RECORDED INFORMATION:
+++

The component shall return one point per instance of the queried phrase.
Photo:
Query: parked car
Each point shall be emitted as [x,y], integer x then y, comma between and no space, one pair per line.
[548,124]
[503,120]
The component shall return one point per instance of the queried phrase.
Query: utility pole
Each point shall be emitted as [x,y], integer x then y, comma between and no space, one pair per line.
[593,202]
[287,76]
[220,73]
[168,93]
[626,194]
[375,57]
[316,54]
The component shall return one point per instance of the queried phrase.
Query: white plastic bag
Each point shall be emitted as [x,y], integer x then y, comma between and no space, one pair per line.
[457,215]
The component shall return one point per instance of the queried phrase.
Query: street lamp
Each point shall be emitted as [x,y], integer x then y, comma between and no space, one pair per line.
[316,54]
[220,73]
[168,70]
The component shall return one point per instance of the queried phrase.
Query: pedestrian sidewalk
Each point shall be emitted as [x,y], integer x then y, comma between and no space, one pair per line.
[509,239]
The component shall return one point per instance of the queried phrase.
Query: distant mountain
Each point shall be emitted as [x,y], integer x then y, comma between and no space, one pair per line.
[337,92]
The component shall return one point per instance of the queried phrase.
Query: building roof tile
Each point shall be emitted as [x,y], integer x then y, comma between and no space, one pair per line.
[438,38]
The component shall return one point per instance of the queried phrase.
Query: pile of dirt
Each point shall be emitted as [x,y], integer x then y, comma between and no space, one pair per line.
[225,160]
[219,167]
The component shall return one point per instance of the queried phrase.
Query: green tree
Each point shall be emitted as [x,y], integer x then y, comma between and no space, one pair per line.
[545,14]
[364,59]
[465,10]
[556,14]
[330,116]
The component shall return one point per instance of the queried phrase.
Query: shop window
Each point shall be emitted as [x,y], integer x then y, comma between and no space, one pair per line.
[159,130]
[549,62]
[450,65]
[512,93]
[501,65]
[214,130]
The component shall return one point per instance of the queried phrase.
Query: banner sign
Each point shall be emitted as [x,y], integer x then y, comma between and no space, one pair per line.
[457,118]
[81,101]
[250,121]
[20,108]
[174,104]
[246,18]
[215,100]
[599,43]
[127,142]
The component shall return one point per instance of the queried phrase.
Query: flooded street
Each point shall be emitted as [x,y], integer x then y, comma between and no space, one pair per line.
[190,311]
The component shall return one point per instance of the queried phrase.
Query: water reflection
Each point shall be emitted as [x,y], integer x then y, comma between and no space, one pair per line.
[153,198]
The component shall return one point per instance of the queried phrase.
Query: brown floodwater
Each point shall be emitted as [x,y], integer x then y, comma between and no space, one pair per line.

+++

HOW TO COMPLETE THIS TASK:
Word for word, write out every record in the listing.

REPLY:
The component shall return one point per instance of the queried phrase.
Photo:
Query: parked car
Each point shall be emitted as [x,y], integer x then y, comma between and no space, one pair per line.
[548,124]
[503,120]
The component shall return one point per instance of the queried phrase.
Query: utility pole
Each point shall be emitted as [x,y], integer x then y, comma between and no space, one pair per line.
[593,202]
[287,76]
[220,73]
[168,93]
[626,194]
[375,57]
[316,54]
The component shall return one point per instance of the queried phrase.
Query: white plastic bag
Each point shall be emitted as [x,y], integer x then y, comma between and no space, one pair per line.
[457,215]
The component shall return one point per instance of the queried phrase.
Query: street lamp
Each point shall be emitted as [x,y], integer x then y, comma between and no space, one pair per line.
[316,54]
[220,73]
[168,70]
The component shall return one point per instance of the queried phrase.
Query: pedestrian sidewalk
Each point shall be emitted as [x,y], integer x then y, comma between and no space, one pair per line.
[509,239]
The component shall return one point per instance of the queried phrase.
Query: distant mountain
Each point shall be emitted as [x,y], integer x then y, comma between and no space, one pair per line.
[337,92]
The component shall return one point per instance of the queried phrase.
Query: building roof tile
Each point shall be emitted as [x,y], integer x then y, comma between and no space, one pair per line.
[438,38]
The component shall return one point per instance of the queried phrase.
Query: pile of dirt
Each point shall be emitted as [x,y], integer x then y, comma between and no space, one pair per line.
[225,160]
[219,167]
The component shall return one point per instance of the queried phrase.
Query: green tree
Each point shall be emitted as [x,y], integer x then y, comma between and no space, one pair per line.
[545,14]
[364,59]
[465,10]
[556,14]
[330,116]
The component shall return one point per instance of the queried phrase.
Query: shop window
Each point shall be emitted as [x,y], integer x then y, comma between and no space, one pair per line.
[159,130]
[549,62]
[450,65]
[512,93]
[501,65]
[214,130]
The component shall return one point per instance of the queried phrase.
Query: banner sign
Each point shall be emitted as [x,y], integer x then y, comma between and no space, one pair per line.
[457,118]
[81,101]
[250,121]
[20,108]
[174,104]
[246,18]
[215,100]
[599,43]
[127,142]
The component shall return one point per instance of the queried phrase.
Query: flooded street
Each point shall be emitted as [x,y], integer x then y, comma between and no space, one pair per line.
[190,311]
The component shall return one point per instance of the queried phrase.
Query: water reflection
Each point shall be emitted as [x,y], integer x then y, comma between and no space, one pair per line.
[153,198]
The component shall return one point per instance of the queried phrase.
Query: brown floodwater
Each point shall be emitted as [x,y], integer x then y, comma between and no space, one pair per line.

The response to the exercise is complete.